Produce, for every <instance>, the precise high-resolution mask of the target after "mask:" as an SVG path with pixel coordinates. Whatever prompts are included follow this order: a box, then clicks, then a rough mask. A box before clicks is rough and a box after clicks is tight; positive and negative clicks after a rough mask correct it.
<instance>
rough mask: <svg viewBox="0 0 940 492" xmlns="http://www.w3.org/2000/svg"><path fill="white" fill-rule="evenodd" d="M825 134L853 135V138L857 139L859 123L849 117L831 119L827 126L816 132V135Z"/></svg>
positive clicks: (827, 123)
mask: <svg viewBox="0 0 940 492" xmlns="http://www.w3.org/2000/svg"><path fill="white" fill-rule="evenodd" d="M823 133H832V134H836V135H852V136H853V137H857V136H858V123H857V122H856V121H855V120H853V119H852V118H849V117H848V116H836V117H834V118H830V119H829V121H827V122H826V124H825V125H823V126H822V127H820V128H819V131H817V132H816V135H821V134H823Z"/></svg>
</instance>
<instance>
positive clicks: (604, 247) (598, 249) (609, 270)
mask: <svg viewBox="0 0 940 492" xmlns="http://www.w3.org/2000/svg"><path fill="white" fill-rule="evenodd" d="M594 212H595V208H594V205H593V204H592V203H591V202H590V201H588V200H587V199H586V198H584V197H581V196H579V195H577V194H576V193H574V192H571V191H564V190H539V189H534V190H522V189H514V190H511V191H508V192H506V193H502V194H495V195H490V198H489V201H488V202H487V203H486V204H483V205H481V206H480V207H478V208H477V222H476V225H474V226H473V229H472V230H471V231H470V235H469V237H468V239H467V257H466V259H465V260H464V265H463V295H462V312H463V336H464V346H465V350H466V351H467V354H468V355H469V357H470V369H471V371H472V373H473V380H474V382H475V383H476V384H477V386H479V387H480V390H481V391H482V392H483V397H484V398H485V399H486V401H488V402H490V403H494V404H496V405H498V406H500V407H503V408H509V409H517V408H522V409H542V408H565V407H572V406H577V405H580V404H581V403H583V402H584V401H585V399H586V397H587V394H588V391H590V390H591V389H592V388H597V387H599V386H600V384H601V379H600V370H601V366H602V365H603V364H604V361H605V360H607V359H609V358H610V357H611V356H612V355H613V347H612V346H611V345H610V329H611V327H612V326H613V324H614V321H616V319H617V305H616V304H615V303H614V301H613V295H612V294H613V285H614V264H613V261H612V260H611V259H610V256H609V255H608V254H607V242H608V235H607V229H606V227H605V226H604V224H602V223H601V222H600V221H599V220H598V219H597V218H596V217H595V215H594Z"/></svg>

Directions – Copy the lines of the entries above that mention "instance".

Solution below –
Produce, for every <instance>, the precise high-resolution mask of the target after "mask:" as an SVG path with pixel coordinates. Whatever prompts are included follow this order: a box, then clicks, then a rough mask. A box before clicks is rough and a box after clicks is tight; positive and negative clicks after a rough mask correct it.
<instance>
</instance>
<instance>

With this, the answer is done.